Directions for this task — From the line that includes "Every instance of the man's ear" to the last line of the records, inclusive, repeat each line exactly.

---- Extracted entries

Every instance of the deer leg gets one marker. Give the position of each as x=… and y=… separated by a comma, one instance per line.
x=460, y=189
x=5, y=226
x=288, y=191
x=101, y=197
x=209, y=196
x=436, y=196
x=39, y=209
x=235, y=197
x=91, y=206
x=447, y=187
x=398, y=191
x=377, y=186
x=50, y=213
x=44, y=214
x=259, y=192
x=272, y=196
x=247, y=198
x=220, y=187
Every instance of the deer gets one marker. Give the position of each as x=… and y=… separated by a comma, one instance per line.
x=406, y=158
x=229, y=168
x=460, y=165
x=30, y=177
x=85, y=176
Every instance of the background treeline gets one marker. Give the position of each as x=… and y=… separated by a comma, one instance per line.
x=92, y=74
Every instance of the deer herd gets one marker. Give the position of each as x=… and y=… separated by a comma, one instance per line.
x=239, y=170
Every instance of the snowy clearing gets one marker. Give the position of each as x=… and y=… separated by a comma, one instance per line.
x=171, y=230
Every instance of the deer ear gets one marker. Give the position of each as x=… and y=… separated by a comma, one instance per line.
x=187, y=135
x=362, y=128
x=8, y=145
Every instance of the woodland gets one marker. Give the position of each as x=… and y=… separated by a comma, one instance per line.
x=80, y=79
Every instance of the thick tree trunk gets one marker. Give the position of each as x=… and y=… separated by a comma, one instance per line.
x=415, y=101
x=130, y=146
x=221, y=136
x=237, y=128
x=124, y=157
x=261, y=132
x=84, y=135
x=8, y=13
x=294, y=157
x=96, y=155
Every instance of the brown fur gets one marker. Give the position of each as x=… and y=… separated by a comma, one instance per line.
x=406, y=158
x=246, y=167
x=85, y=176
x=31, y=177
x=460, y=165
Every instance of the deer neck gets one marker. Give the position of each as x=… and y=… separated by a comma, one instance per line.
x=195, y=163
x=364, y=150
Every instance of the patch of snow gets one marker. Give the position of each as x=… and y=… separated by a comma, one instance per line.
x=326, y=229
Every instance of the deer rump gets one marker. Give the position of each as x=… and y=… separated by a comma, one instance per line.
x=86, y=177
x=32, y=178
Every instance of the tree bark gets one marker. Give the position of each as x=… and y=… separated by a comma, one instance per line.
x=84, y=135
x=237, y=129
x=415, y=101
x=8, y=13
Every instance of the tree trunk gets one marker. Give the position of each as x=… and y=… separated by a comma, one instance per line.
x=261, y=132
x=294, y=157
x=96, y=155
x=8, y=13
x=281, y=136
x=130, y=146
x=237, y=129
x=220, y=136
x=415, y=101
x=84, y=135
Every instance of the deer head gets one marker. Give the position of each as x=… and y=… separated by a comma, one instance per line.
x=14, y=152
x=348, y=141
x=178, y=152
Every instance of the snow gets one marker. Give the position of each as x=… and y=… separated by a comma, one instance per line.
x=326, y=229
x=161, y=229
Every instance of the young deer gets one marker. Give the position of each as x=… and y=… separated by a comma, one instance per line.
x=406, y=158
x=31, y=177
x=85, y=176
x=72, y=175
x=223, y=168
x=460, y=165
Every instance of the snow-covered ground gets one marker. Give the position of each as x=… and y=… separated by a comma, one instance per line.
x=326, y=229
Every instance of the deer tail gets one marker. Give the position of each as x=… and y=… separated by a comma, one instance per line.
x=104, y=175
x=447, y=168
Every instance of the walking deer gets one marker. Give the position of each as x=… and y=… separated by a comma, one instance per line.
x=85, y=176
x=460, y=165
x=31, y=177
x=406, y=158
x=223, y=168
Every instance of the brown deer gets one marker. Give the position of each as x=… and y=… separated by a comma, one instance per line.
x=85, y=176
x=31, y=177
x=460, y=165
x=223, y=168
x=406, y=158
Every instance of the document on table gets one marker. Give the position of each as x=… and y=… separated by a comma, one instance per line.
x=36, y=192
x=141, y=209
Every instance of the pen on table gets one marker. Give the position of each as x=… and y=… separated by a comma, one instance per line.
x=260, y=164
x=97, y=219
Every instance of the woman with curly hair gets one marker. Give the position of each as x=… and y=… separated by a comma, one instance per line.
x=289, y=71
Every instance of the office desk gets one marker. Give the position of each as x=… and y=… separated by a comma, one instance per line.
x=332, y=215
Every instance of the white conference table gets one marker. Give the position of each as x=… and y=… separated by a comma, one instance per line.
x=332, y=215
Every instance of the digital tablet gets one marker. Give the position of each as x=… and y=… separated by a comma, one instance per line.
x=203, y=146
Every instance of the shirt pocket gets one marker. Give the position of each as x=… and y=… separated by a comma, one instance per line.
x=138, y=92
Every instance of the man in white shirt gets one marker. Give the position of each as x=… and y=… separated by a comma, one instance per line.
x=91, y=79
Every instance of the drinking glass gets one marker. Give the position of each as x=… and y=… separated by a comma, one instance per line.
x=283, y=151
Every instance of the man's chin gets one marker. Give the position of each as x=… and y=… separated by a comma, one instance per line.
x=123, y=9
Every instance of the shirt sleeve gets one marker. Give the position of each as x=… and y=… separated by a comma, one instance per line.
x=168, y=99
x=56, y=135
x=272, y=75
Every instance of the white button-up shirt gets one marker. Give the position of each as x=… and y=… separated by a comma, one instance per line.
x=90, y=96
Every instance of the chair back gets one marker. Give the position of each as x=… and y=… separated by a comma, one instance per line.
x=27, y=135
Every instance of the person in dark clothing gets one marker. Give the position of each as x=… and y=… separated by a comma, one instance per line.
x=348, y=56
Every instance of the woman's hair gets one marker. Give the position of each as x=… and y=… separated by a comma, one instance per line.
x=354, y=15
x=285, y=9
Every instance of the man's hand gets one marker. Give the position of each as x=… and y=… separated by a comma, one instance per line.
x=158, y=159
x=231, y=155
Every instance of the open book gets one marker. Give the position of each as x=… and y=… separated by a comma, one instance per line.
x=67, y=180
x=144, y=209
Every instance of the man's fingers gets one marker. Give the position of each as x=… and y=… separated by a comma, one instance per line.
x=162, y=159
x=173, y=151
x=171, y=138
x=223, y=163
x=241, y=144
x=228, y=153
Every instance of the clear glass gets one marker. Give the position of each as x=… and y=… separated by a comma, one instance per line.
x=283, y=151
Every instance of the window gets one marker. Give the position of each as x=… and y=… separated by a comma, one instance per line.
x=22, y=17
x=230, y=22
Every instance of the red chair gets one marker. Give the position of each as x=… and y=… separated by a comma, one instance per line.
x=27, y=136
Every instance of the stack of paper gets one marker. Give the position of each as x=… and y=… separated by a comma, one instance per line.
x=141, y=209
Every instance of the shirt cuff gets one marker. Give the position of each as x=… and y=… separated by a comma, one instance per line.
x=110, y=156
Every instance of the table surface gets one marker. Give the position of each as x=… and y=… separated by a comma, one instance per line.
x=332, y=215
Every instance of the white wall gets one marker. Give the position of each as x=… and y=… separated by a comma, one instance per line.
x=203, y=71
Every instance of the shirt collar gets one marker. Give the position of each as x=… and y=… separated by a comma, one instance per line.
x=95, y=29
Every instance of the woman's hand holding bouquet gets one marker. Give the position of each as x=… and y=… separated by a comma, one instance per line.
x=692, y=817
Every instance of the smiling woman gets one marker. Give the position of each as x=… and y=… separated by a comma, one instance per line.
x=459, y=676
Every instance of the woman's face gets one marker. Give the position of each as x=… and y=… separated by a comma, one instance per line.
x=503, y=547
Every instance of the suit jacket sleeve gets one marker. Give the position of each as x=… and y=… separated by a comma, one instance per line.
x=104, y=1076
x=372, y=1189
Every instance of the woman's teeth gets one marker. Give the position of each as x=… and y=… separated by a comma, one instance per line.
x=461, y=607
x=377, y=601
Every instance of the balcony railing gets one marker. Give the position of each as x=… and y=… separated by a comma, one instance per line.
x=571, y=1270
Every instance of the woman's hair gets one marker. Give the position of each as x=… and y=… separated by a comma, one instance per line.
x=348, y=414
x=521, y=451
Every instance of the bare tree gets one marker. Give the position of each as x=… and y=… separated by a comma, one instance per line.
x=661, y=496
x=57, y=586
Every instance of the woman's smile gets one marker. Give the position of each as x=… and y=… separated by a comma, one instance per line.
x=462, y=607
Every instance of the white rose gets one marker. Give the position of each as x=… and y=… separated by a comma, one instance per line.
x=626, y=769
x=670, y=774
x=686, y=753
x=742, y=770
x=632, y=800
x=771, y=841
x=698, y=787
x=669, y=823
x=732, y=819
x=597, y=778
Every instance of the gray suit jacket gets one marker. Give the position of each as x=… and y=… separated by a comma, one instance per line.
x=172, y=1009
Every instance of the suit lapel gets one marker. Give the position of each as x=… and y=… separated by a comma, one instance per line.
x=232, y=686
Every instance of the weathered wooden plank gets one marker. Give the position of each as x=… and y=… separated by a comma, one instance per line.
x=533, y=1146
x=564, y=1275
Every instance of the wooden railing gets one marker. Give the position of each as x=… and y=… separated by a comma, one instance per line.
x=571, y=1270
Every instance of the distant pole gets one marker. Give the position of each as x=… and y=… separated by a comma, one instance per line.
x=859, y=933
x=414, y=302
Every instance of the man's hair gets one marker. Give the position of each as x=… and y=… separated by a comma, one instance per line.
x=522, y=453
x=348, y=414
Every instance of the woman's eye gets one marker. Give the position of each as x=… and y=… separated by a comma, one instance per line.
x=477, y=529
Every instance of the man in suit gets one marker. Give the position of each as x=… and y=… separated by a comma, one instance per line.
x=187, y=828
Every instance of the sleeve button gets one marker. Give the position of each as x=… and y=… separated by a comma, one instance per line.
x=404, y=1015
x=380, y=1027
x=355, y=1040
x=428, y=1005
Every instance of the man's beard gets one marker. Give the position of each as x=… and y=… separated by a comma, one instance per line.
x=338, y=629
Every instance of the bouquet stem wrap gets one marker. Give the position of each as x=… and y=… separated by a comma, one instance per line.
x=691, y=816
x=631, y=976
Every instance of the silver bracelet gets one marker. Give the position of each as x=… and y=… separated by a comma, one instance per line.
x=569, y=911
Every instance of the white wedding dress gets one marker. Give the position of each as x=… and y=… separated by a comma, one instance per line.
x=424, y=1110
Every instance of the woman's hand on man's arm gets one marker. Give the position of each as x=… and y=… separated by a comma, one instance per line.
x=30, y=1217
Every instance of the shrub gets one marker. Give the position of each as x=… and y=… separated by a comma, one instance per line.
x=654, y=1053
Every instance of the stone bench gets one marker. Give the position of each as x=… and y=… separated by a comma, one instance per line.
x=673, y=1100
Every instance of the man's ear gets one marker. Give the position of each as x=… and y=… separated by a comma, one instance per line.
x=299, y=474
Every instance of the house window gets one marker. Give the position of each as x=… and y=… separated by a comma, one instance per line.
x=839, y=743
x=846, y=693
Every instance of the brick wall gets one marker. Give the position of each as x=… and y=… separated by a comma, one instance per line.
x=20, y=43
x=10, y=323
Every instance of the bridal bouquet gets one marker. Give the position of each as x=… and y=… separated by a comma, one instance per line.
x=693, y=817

--------

Final answer —
Every instance of the man's ear gets one marker. Give the position of each as x=… and y=… separated by a comma, one instance per line.
x=299, y=474
Every instance of the house window gets one marker. Give the position of each as x=… and y=… separated by a comma, one instance per line.
x=839, y=743
x=846, y=693
Every instance of the brick wall gets one marker. Give the position of each as x=… and y=… separated by a comma, one instance per line.
x=20, y=43
x=10, y=323
Every instance of the bridal bouquet gets one marker. Give the position of each as x=… and y=… separated by a comma, one instance per line.
x=693, y=817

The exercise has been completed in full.